(Exercise):
Starting at the beginning of the records and stopping after the line that contains "M 275 200 L", rewrite every line, requests included. Multiply each coordinate in the answers by 1.95 and round to a whole number, with halves rounding up, while leaving the rest of the text unchanged.

(Supplied records):
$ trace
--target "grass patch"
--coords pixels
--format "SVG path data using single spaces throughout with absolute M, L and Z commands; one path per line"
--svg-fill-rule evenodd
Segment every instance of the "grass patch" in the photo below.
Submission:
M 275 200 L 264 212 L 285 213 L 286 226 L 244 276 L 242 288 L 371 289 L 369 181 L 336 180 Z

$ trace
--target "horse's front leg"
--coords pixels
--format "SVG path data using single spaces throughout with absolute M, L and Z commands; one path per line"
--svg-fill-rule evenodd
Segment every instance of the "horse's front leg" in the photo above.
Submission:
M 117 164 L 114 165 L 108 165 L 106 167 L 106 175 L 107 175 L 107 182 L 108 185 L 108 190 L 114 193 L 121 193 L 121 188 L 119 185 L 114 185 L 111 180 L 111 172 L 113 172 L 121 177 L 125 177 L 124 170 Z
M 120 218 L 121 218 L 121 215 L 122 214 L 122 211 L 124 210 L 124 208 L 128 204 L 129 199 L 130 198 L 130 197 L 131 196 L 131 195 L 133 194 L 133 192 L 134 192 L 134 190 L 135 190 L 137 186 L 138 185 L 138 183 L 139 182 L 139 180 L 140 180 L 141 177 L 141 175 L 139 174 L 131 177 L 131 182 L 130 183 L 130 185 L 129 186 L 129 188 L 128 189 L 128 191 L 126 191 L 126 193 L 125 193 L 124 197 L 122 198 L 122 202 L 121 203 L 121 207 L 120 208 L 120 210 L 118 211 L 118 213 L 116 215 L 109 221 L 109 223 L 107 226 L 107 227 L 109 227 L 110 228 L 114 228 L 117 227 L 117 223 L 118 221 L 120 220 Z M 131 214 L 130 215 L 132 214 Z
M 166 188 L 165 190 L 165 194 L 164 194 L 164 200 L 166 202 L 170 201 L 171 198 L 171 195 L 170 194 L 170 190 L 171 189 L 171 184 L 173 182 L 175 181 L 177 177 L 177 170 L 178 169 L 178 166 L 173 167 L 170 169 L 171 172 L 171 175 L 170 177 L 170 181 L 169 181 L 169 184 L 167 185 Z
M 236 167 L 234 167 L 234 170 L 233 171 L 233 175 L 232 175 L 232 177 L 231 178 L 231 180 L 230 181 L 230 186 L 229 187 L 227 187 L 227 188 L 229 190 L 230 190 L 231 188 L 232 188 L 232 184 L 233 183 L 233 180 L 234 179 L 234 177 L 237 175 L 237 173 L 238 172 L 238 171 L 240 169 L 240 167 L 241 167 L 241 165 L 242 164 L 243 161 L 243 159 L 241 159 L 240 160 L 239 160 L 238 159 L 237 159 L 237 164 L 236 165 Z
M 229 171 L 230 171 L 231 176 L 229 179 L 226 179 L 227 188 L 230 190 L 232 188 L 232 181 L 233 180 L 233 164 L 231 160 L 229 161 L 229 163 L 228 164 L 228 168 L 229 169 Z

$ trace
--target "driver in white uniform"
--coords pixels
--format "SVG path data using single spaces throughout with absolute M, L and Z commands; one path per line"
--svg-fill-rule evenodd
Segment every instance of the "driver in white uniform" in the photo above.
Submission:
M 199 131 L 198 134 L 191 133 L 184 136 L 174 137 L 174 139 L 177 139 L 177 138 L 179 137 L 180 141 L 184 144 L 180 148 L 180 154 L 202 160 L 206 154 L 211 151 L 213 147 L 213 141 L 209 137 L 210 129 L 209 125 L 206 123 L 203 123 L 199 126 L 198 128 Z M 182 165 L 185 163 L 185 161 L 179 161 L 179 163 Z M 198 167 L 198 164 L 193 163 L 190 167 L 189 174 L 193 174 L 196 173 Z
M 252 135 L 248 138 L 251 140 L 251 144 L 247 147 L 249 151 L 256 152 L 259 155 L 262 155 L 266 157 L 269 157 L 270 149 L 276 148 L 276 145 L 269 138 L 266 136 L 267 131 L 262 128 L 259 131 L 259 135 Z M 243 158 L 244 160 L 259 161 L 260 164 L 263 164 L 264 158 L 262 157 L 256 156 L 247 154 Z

(Full answer):
$ trace
--target "grass patch"
--coords pixels
--format "SVG path data using single spaces throughout with absolute M, L and Z commands; one path per line"
--svg-fill-rule evenodd
Segment every instance of the "grass patch" in the photo below.
Submission:
M 536 390 L 515 413 L 556 415 L 558 441 L 476 538 L 472 562 L 723 564 L 720 353 L 655 351 Z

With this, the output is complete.